REQUIREMENT A:
Copy the entries word for word, from their first line through the line containing "(1003, 526)".

In the four final round tournaments CONCACAF has held since going to the current format ahead of World Cup 1998, a qualifying spot has only once been decided by a point: last cycle, when Honduras pushed Costa Rica into a playoff after the two nations finished on 16 points. To subscribe to the view that the U.S. needs a point in Honduras, you have implicitly predict some major slips over the tournament’s final nine games.

The top three finishers in The Hex make Brazil, and since 1998, the tournament’s third-place finisher has averaged 15.75 points. The highest total was the U.S.’s 17 in 2002 while Jamaica managed to qualify for France 1998 when their paltry 14 points claimed third place.

CONCACAF Qualifying – By The Numbers
Four tournaments give us very little data to crunch regarding CONCACAF’s final qualifying round, but if this year’s round robin plays out like years’ past, around 16 points should get you to Brazil, while 20 will likely take the group:

Place Avg. Pts STDEV “Span”
First 20.75 2.22 18.5-23.0
Second 18.75 2.37 16.4-21.1
Third 15.75 1.26 14.5-17.0
Fourth 13.75 1.71 12.0-15.5
Fifth 9.25 1.5 7.8-10.8
Sixth 5.25 2.5 3.8-7.8

STDEV – Standard Deviation
“Span” – A completely meaningless figure based on standard deviation and the place’s average points

All those numbers support the popular refrain about home and road performance. That version of conventional wisdom holds that taking care of business at home while scrounging road results will get you to Brazil. If a team were to win all their home games, they’d be at 15 points, right next to the average total that’s qualified teams for World Cups. Swipe a couple of draws on the road, and you’re in.

If you happen to lose one at home, it’s probably not that big a deal. After all, you’re a team that’s good enough to win four out of five at home. You’re probably capable of getting more than two points on the road.

Looking at fourth place

If you’re examining at qualifying from the U.S.’s point of view, focusing on the third place numbers may exaggerate the hurdle they’re trying to leap. Obviously, the U.S. has finished in the top three in each of the last four tournaments and are expected to do the same this cycle. Their question isn’t whether they can beat out the team likely to finish third; rather, can they stay ahead of the team that will probably finish fourth?

DATA ROWS:
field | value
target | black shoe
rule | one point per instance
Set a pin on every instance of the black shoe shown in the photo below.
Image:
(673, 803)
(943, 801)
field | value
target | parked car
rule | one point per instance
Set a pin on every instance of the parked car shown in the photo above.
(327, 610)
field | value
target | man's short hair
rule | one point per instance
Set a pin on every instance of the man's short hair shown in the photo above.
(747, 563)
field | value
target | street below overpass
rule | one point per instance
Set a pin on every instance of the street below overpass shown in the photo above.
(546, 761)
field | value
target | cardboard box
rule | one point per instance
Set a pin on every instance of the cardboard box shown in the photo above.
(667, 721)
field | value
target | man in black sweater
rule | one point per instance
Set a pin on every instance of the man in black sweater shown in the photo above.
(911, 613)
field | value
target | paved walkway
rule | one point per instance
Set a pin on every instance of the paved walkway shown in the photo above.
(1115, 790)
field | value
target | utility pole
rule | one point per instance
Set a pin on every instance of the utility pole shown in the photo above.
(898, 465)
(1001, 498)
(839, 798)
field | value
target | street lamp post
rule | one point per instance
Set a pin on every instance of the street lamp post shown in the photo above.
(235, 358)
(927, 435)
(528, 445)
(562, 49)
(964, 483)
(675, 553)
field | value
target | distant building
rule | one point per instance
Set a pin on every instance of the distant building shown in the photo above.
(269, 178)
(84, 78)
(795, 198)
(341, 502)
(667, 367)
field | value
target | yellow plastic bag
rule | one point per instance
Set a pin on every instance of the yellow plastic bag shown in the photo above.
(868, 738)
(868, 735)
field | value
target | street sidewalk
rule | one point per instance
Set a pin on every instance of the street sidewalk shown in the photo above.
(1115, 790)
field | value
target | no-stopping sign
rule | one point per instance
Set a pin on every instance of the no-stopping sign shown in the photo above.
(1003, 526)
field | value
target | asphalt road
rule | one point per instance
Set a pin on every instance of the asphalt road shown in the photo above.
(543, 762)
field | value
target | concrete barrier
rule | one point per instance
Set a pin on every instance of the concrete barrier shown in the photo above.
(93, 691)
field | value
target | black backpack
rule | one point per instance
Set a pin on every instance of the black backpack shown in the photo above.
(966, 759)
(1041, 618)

REQUIREMENT B:
In the passage on World Cup qualifying, shorten the paragraph that begins "All those numbers support" while keeping its main facts.

TASK SOLUTION A:
field | value
target | black shoe
rule | one point per instance
Set a pin on every instance of the black shoe shown in the photo below.
Image:
(673, 803)
(943, 801)
field | value
target | parked car
rule | one point per instance
Set a pin on every instance of the parked car shown in the photo above.
(327, 610)
field | value
target | man's short hair
rule | one point per instance
Set a pin on every instance of the man's short hair shown in the photo above.
(747, 563)
field | value
target | street below overpass
rule | one point per instance
Set a pin on every instance of the street below overpass shown in the photo above.
(546, 761)
field | value
target | cardboard box
rule | one point per instance
Set a pin on every instance of the cardboard box shown in the photo above.
(667, 721)
field | value
target | man in black sweater
rule | one point per instance
Set a pin on every instance of the man in black sweater shown in the photo above.
(911, 613)
field | value
target | paved walkway
rule | one point per instance
Set a pin on every instance of the paved walkway shown in the photo above.
(1115, 790)
field | value
target | utility pole
rule | one point per instance
Set a pin on every instance of the utility pole shown in the photo above.
(898, 465)
(1001, 498)
(839, 798)
field | value
target | street lamp post
rule | one point per instance
Set a pin on every instance of the street lamp post shown in the photo above.
(235, 358)
(927, 435)
(528, 445)
(562, 49)
(964, 483)
(675, 553)
field | value
target | distant building
rule | one point per instance
Set a pin on every instance of the distant building shown in the photo above.
(269, 178)
(84, 78)
(795, 198)
(341, 502)
(667, 367)
field | value
target | yellow plastic bag
rule | one point per instance
Set a pin on every instance of the yellow plastic bag shown in the photo above.
(868, 738)
(868, 735)
field | value
target | street sidewalk
rule | one point per instance
Set a pin on every instance of the street sidewalk shown in the photo above.
(1115, 790)
field | value
target | no-stopping sign
rule | one point per instance
Set a pin on every instance of the no-stopping sign shown in the photo above.
(1003, 526)

TASK SOLUTION B:
The numbers back the conventional wisdom that winning at home and scrounging road results gets a team to Brazil. Winning every home game gives 15 points, close to the average total that has qualified teams. Adding a couple of road draws puts a team in.